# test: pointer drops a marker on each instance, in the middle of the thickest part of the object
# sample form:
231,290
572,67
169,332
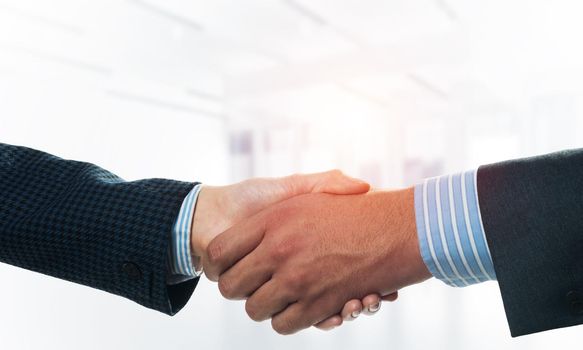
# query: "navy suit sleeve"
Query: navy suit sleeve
532,210
78,222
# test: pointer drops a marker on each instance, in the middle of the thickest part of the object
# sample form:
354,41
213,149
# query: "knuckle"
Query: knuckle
296,278
252,311
282,326
226,288
282,249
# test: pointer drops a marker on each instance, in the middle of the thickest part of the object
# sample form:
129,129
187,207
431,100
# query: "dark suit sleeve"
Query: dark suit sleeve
78,222
532,211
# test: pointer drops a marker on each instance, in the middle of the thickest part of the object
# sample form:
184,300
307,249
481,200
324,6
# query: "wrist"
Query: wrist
208,219
403,256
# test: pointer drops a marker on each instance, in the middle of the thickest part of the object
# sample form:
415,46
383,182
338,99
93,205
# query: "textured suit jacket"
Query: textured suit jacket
532,210
78,222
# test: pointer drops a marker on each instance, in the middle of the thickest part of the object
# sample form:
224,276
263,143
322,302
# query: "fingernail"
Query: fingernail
375,307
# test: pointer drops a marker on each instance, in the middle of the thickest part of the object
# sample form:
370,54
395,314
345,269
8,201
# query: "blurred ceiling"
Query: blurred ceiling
257,53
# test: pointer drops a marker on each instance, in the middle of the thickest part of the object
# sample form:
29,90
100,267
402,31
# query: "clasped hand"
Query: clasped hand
309,250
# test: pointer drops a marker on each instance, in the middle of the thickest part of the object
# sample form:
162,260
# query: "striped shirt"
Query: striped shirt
451,235
179,257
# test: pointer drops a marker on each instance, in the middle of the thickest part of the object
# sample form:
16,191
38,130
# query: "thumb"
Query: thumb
332,182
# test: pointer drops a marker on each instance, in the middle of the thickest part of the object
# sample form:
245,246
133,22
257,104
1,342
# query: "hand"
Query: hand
218,208
301,260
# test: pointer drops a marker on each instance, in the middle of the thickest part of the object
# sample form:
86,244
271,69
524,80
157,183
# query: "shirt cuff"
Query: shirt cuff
451,235
180,265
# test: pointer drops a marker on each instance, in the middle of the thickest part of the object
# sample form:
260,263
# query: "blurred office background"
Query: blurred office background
221,90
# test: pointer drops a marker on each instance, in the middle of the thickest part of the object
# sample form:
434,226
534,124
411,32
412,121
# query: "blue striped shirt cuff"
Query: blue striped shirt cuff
451,235
179,258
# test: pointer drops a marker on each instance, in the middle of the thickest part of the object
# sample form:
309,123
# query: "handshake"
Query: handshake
307,250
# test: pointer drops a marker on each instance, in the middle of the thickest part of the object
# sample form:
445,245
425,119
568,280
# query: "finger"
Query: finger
245,277
351,310
333,182
298,316
391,297
329,323
232,245
268,301
371,304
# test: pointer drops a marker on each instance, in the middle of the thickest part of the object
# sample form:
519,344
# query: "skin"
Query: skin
299,261
219,208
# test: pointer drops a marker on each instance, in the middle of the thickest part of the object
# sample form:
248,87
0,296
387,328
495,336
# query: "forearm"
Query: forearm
532,211
78,222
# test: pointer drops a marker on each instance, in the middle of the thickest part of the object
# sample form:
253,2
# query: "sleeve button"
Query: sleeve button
131,270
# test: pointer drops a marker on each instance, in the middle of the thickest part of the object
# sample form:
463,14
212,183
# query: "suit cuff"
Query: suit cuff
180,264
451,235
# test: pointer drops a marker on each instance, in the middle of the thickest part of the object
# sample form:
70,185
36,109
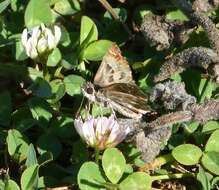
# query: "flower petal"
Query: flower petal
42,45
57,34
24,37
50,39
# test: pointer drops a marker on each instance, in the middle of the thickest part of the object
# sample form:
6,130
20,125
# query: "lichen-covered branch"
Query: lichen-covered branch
149,142
205,5
205,112
172,95
201,19
161,33
192,57
149,137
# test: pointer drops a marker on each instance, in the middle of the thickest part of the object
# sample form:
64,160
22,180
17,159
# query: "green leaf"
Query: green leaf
67,7
58,90
54,57
192,127
41,88
63,127
113,163
5,108
29,178
205,89
187,154
45,158
49,143
136,181
2,184
20,54
37,12
31,156
210,161
40,109
121,12
73,84
4,4
89,177
17,144
87,26
213,142
11,185
215,182
203,179
96,50
210,126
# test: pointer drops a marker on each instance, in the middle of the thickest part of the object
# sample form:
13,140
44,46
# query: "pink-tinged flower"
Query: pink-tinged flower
40,39
101,132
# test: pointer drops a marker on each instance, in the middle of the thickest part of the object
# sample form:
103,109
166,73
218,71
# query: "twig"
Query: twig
109,8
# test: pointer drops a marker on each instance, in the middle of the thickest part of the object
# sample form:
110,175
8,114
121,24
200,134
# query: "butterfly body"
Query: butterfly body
114,87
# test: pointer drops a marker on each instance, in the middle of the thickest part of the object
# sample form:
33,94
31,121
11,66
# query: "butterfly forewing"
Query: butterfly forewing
114,68
127,95
116,87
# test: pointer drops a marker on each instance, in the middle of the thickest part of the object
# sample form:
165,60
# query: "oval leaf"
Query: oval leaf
31,156
210,126
54,57
210,161
17,144
34,17
49,143
187,154
89,177
213,142
96,50
73,84
29,177
136,181
88,30
113,163
66,7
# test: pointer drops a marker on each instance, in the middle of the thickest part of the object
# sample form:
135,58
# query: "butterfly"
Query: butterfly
114,86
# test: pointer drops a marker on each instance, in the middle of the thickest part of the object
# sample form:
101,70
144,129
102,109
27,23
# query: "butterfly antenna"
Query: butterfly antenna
79,109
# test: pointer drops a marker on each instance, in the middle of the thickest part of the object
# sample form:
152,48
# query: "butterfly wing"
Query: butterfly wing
114,68
128,96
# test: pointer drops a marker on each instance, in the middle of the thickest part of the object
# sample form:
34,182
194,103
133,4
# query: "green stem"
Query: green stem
173,176
109,8
97,154
205,89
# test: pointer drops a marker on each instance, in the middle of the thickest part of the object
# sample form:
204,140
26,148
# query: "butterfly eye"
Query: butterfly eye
90,90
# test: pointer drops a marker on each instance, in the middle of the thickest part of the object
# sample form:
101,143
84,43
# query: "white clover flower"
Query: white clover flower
101,132
40,39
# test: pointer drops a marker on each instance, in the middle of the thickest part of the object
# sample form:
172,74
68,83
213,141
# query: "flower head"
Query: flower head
40,39
101,132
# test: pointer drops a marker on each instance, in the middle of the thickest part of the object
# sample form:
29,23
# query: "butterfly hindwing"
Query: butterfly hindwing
114,68
127,95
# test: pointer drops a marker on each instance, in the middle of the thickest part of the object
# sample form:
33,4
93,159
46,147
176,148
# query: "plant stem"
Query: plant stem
158,162
109,8
97,154
205,90
173,176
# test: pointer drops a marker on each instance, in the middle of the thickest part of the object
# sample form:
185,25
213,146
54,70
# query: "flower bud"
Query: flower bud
101,132
40,40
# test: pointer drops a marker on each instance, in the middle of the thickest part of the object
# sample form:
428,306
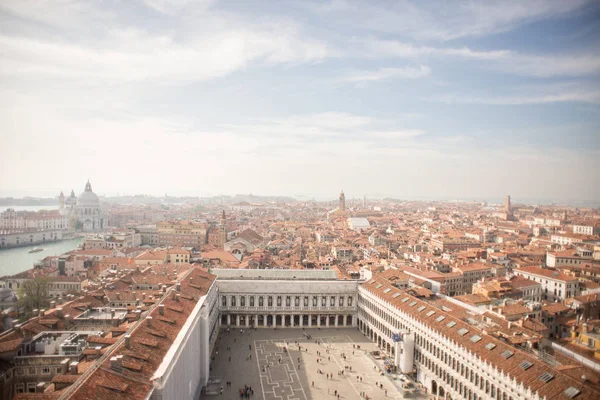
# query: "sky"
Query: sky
421,99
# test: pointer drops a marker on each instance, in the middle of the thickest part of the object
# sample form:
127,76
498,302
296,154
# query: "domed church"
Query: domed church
85,211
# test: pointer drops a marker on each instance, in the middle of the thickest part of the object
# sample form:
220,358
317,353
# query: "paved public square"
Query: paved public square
275,367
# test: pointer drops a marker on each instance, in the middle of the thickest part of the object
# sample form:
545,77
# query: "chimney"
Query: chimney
73,367
64,366
115,363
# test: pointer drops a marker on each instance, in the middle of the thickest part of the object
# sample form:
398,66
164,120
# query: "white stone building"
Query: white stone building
85,211
555,284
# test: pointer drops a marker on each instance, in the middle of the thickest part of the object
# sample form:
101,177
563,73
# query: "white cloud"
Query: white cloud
542,66
570,96
141,55
443,20
395,48
388,73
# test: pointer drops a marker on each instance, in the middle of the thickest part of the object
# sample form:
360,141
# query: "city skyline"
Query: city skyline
415,100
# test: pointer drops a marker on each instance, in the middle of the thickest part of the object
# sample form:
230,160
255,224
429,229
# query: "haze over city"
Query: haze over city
400,99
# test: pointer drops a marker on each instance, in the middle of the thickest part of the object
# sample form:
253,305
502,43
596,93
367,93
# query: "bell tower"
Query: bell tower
223,228
342,201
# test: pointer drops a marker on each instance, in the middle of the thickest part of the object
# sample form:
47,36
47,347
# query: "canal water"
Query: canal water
13,261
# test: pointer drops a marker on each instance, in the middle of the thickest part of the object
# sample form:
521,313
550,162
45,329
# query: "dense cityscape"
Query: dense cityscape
299,200
457,299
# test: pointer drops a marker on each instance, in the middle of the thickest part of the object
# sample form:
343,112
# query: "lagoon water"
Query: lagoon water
13,261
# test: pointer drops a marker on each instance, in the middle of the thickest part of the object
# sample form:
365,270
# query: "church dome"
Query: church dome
88,198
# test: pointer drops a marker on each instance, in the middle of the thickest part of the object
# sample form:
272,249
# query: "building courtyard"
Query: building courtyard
300,364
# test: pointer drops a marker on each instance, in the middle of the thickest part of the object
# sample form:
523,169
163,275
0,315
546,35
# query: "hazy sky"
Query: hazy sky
391,98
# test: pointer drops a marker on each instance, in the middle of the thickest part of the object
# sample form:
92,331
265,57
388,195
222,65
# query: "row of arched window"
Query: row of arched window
279,301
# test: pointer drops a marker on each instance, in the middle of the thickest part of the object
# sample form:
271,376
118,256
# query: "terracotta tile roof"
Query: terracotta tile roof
548,273
10,345
148,346
419,310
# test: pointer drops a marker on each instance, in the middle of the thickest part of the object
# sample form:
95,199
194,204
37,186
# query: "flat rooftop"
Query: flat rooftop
274,274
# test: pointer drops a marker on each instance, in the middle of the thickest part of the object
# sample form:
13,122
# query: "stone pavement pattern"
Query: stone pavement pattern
272,369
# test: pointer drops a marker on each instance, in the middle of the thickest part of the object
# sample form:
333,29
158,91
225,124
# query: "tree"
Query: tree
33,294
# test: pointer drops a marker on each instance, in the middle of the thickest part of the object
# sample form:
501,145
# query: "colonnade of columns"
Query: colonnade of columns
288,320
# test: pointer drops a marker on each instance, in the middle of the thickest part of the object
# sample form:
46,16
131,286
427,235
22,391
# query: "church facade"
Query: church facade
84,212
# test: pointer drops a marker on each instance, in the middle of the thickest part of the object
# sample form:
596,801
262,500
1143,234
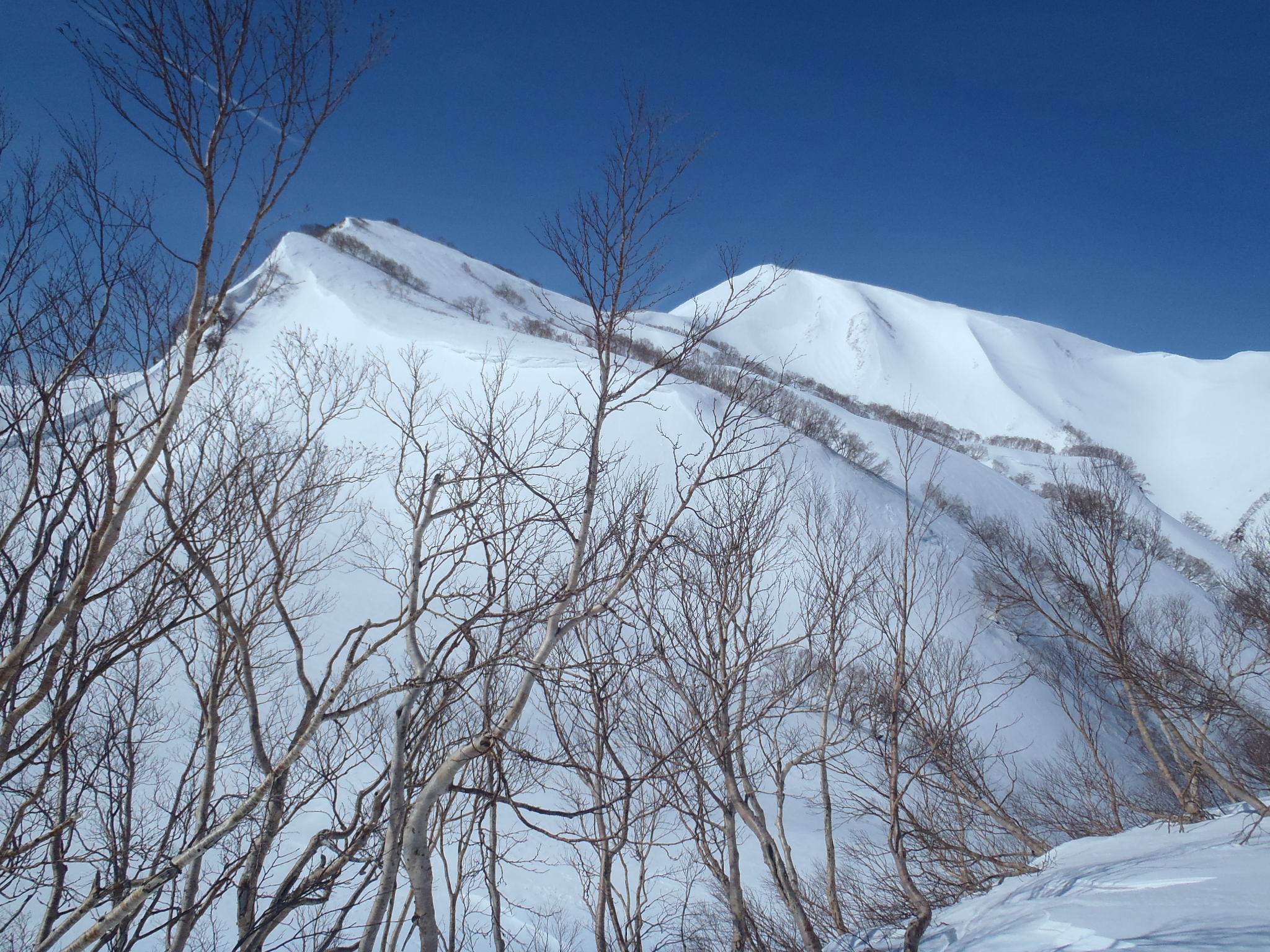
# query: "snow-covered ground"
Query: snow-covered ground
1186,423
1157,888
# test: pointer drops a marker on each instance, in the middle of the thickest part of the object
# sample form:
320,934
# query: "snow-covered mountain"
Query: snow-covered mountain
1188,425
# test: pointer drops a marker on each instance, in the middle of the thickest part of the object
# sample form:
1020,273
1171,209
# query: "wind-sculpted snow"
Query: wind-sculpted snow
1188,423
1185,423
1157,888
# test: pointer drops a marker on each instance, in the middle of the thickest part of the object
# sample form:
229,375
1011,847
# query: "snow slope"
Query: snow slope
1156,888
1185,421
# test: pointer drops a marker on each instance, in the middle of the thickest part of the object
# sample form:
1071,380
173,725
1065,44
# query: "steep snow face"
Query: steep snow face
1186,423
1155,888
992,375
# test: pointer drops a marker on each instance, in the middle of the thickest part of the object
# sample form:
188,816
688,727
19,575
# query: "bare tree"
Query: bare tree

Exercise requirements
Which lines of the data above contain the string "courtyard"? Copy each one out in full.

Solution
# query: "building courtyard"
Query: building courtyard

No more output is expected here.